Work to be completed >> Can you turn the lines below into a numbered list, omitting any blank lines?

Given records >>
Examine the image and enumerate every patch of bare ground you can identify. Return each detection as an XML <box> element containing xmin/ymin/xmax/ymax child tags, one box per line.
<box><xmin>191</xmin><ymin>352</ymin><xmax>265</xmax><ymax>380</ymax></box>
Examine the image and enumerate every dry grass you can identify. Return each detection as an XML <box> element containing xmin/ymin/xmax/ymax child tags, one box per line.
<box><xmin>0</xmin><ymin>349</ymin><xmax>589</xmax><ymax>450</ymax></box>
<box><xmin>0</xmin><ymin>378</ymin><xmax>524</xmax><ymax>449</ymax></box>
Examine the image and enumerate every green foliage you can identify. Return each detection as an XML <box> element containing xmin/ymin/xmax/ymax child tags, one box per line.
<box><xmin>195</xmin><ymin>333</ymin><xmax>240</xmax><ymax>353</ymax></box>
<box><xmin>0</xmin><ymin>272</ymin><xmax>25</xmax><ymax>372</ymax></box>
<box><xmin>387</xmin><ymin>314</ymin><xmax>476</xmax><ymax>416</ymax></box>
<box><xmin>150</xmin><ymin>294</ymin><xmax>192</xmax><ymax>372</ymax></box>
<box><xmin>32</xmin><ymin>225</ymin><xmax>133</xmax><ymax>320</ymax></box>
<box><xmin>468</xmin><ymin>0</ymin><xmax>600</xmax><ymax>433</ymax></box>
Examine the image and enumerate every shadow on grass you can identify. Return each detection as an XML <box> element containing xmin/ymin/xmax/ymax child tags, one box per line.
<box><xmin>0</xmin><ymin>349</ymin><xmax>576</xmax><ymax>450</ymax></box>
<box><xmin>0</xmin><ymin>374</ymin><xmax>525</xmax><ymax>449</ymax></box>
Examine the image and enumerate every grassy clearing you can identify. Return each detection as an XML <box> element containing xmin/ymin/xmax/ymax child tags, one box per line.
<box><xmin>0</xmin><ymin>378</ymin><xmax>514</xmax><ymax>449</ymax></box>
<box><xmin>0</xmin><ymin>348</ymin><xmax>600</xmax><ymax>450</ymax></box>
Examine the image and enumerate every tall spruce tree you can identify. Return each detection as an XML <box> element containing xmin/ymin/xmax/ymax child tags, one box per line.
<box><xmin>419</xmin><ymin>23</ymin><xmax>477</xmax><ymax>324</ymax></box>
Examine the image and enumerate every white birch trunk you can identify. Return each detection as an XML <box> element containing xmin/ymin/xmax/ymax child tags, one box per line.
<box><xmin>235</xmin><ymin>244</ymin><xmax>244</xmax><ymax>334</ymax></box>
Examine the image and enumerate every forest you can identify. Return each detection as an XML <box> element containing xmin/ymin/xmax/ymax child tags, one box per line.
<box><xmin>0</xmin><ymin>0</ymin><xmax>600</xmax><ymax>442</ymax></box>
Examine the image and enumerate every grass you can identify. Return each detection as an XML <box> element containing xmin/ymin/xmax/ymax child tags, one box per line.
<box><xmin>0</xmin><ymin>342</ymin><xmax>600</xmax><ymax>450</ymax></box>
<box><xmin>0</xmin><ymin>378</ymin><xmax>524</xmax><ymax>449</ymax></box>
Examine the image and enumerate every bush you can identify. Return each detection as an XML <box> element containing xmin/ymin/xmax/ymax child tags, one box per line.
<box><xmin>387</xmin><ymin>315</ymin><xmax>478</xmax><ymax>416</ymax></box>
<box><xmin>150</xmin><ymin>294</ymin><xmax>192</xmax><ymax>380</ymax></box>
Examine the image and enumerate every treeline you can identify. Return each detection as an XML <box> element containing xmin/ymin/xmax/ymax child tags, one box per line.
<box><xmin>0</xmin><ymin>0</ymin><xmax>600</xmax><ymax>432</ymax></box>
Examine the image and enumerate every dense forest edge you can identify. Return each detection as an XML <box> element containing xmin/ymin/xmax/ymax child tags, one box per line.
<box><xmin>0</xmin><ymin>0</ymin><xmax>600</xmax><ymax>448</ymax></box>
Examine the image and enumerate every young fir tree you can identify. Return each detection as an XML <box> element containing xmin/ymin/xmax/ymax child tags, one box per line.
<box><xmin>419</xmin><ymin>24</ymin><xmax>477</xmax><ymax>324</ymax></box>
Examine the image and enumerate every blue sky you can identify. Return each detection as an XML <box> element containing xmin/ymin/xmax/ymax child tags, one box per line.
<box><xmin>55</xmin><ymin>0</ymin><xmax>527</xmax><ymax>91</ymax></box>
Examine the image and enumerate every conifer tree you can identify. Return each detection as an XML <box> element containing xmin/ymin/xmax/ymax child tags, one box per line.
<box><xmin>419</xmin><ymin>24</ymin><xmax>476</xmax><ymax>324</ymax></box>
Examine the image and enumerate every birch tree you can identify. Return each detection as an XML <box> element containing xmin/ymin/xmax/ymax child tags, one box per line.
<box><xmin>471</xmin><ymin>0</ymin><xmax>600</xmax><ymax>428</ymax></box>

Expected output >>
1. Examine the image and enumerate every patch of bare ground you can identify. Return each detection as an XML <box> element containing xmin/ymin/xmax/ymax child tags, one box per line.
2. <box><xmin>191</xmin><ymin>352</ymin><xmax>265</xmax><ymax>380</ymax></box>
3. Examine the image and enumerate every dry grass you can identify. Return each detection as an XML <box> element containing xmin/ymin/xmax/ymax child tags, one box per line.
4. <box><xmin>0</xmin><ymin>349</ymin><xmax>589</xmax><ymax>450</ymax></box>
5. <box><xmin>0</xmin><ymin>378</ymin><xmax>524</xmax><ymax>449</ymax></box>
6. Examine the image and enumerate every green foliage you can identify. Return each detection as an XML <box> element containing xmin/ymin/xmax/ymax child tags, one box per line.
7. <box><xmin>195</xmin><ymin>333</ymin><xmax>240</xmax><ymax>353</ymax></box>
8. <box><xmin>0</xmin><ymin>272</ymin><xmax>25</xmax><ymax>372</ymax></box>
9. <box><xmin>387</xmin><ymin>314</ymin><xmax>476</xmax><ymax>416</ymax></box>
10. <box><xmin>150</xmin><ymin>294</ymin><xmax>192</xmax><ymax>372</ymax></box>
11. <box><xmin>32</xmin><ymin>225</ymin><xmax>133</xmax><ymax>320</ymax></box>
12. <box><xmin>468</xmin><ymin>0</ymin><xmax>600</xmax><ymax>433</ymax></box>
13. Examine the image and enumerate every shadow on grass you can identify. Return each detection as an XML <box> element containing xmin/ymin/xmax/ymax child tags, one box per line.
14. <box><xmin>0</xmin><ymin>349</ymin><xmax>576</xmax><ymax>450</ymax></box>
15. <box><xmin>0</xmin><ymin>374</ymin><xmax>525</xmax><ymax>449</ymax></box>
16. Examine the image and enumerate every grassy clearing you can identify. Return each detection as an XML <box> element containing xmin/ymin/xmax/ymax child tags, one box per line.
17. <box><xmin>0</xmin><ymin>378</ymin><xmax>514</xmax><ymax>449</ymax></box>
18. <box><xmin>0</xmin><ymin>348</ymin><xmax>600</xmax><ymax>450</ymax></box>
19. Examine the image and enumerate every tall spruce tree you can identify. Return each detection as an XML <box> element containing xmin/ymin/xmax/ymax child tags, one box per line.
20. <box><xmin>419</xmin><ymin>23</ymin><xmax>477</xmax><ymax>324</ymax></box>
21. Examine the image and enumerate every white birch trunk you can identify. Return each detection as an XML <box> element containing xmin/ymin/xmax/ymax child tags, one box per line.
22. <box><xmin>235</xmin><ymin>244</ymin><xmax>244</xmax><ymax>334</ymax></box>
23. Examine the image and enumerate every forest you can identify. Return each detection as an XML <box> element containing xmin/ymin/xmax/ymax child tags, one box per line.
24. <box><xmin>0</xmin><ymin>0</ymin><xmax>600</xmax><ymax>442</ymax></box>
25. Examine the image and enumerate every grass you can identify. Return each detection as an XML <box> element containing xmin/ymin/xmax/ymax child tags, one box per line.
26. <box><xmin>0</xmin><ymin>342</ymin><xmax>600</xmax><ymax>450</ymax></box>
27. <box><xmin>0</xmin><ymin>378</ymin><xmax>524</xmax><ymax>449</ymax></box>
28. Examine the image and enumerate every bush you can identify. Return each detection as an XML <box> element containing xmin/ymin/xmax/ymax child tags, one box per line.
29. <box><xmin>387</xmin><ymin>315</ymin><xmax>478</xmax><ymax>416</ymax></box>
30. <box><xmin>150</xmin><ymin>294</ymin><xmax>192</xmax><ymax>380</ymax></box>
31. Examine the image and enumerate every treeline you can identify. Return each detection as an XML <box> element containing xmin/ymin/xmax/ymax child tags, one box per line.
32. <box><xmin>0</xmin><ymin>0</ymin><xmax>600</xmax><ymax>432</ymax></box>
33. Examine the image and enumerate every dense forest edge you can identify. Return each detection as an XML <box> element containing xmin/ymin/xmax/ymax child tags, one box per line.
34. <box><xmin>0</xmin><ymin>0</ymin><xmax>600</xmax><ymax>448</ymax></box>
35. Examine the image and enumerate every young fir tree you can identify. Return each detection as an XML <box> element containing xmin/ymin/xmax/ymax child tags, one box per line.
36. <box><xmin>419</xmin><ymin>24</ymin><xmax>477</xmax><ymax>324</ymax></box>
37. Examine the image and enumerate every blue sky you can identify. Return each detection as an XML <box> element containing xmin/ymin/xmax/ymax child tags, one box per line.
38. <box><xmin>55</xmin><ymin>0</ymin><xmax>527</xmax><ymax>91</ymax></box>
39. Examine the image and enumerate every conifer tree you can identify. Return each detection as an XML <box> element containing xmin/ymin/xmax/ymax child tags, one box per line.
40. <box><xmin>419</xmin><ymin>24</ymin><xmax>476</xmax><ymax>324</ymax></box>
41. Examine the image and enumerate every birch tree you can identify. Return each detection as an XML <box> element containing xmin/ymin/xmax/ymax child tags, one box per line.
42. <box><xmin>471</xmin><ymin>0</ymin><xmax>600</xmax><ymax>428</ymax></box>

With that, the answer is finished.